Aranyapathet and Poipet Border
It is no longer a mystery any more about the land crossing into Cambodia from Thailand at Aranyapathet-Poipet Border. From Bangkok, "Aranyaprathet" is over 200 km from Bangkok to the West. It takes around 4-5 hours drive from Bangkok.
Travelers can easily take the public air-conditioned bus at the Northern Bus Terminal in Bangkok to Aranyapathet. Bus fee is at 160 Baht for air-con and half price for non-A/C. Taking the train from Central Railway Station of Bangkok called "Hualumpong" is not a bad idea with two departures at 05:50 a.m. and 01:00 p.m. and arrive at 12:00 and 06:00 p.m., respectively. Only 3rd class and non-A/C trains running this route at the fare of 48 Baht. Some travel agents on Khaosan Road that are specialized on backpackers do offer this transport service by van at the cost of around 250-450 Baht.
From the Bus and Train Station in Aranyaprathet, the Poipet border is roughly 6 kilometers away. You can take the rickshaw to the border (or in Thai called Tuk-Tuk) at around 40-100 Baht depending upon your bargaining power. No fix rates!
The scenario of the Poipet border is a bustling market where the Thais and the Cambodians of the two sides trade with one another. From Poipet, you can either get to Siemreap or to Phnompenh.
Cambodia visa processing here is rather easy. The foreign visitors just fill in the visa application form with 1 Passport-size photo. Show your Passport and pay USD 20 or 1,000 Baht for visa fee to the Cambodian Immigration officials. That's all the process needed to be done.
The Poipet border is open from 07:30 a.m. to 17:00 p.m., and foreign tourists can obtain the visa here. A slight warning is that you might be asked for some sorts of International Vaccination Certificate by the local immigration officials. It is only their attempt to make some extra money as there is no such requirement. Some travelers had reported that the fine imposed ranges from USD5-50. This is not legitimate, of course. If you insisted not to pay, generally the officials do not make any hassle further. In case you are quite afraid, pass the immigration with the other tourists so that you won't be alone, or if you want to compromise, some small dollar notes should be more than adequate, though not recommended.
After passing through the Immigration station, you can easily spot two casinos that host the Thai gamblers who travel to Poipet for legal gambling in Cambodia (illegal in Thailand). The good hotels actually the guesthouses in Poipet are mostly full in advance as they are pre-booked for these gambling group tours from Thailand. It is not a good idea to cross the border in the late afternoon to find yourself stuck there. Overnight at a decent hotel in Aranyaprathet at the Thai side is much better off and cross the border next morning or around noon.
In Poipet, the vehicles are rare to be seen. Taxi is run by private two-wheeled motorcyclist. There is a bus station near the crossing point, but it is vacant. Many wagons, full of goods and products, are pulled or pushed by several dusty Cambodians. Food and drink stalls can be seen on the two sides of the street.
Travel to Siemreap from Poipet is more or less a rough and adventurous trails, not suitable for those who seek comfort. On the Cambodian side, there are share taxi or pickup trucks that will ride you to Siem Reap where the impressive Angkor Wat and other Khmer temples are housed. The road condition is very poor, dusty, unpaved, and even worst in rainy season when the road becomes muddy with a lot of potholes. In some instances, local military guards may block the road to ask for illegitimate passing fees from travelers. If you are lucky, it takes around 10-12 hours for 150 km journey with an opportunity to cross some of the most exciting (dangerous) bridges that you never experience before. The transport fee one-way to Siemreap from Poipet starts from 100 Baht up.

**Task requirements**
A - From the border crossing guide, extract the passage between "Aranyapathet and Poipet" and "around 250-450 Baht.", inclusive.
B - According to the border crossing guide, what is the train fare from Hualumpong station?

**Information provided**
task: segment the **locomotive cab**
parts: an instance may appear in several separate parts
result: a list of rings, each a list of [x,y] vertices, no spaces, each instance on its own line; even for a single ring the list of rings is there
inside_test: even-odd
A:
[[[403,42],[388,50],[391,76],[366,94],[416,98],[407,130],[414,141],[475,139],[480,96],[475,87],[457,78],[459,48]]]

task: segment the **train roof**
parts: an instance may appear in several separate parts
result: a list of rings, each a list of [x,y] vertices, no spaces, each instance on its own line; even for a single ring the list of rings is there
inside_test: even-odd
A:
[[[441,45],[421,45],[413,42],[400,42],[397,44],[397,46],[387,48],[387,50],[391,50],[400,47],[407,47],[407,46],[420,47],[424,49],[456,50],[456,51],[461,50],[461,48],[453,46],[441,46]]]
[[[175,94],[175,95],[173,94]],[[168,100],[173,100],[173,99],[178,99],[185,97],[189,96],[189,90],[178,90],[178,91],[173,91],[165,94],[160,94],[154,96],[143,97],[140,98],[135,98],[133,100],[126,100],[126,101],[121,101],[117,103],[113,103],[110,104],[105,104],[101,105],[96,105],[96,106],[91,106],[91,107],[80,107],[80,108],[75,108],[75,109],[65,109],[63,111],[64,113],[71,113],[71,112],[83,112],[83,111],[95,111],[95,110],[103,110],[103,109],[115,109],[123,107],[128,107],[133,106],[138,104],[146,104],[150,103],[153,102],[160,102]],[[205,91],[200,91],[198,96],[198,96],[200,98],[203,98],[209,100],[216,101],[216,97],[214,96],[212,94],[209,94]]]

**Task-by-task results**
A -
Aranyapathet and Poipet Border
It is no longer a mystery any more about the land crossing into Cambodia from Thailand at Aranyapathet-Poipet Border. From Bangkok, "Aranyaprathet" is over 200 km from Bangkok to the West. It takes around 4-5 hours drive from Bangkok.
Travelers can easily take the public air-conditioned bus at the Northern Bus Terminal in Bangkok to Aranyapathet. Bus fee is at 160 Baht for air-con and half price for non-A/C. Taking the train from Central Railway Station of Bangkok called "Hualumpong" is not a bad idea with two departures at 05:50 a.m. and 01:00 p.m. and arrive at 12:00 and 06:00 p.m., respectively. Only 3rd class and non-A/C trains running this route at the fare of 48 Baht. Some travel agents on Khaosan Road that are specialized on backpackers do offer this transport service by van at the cost of around 250-450 Baht.

B - 48 Baht.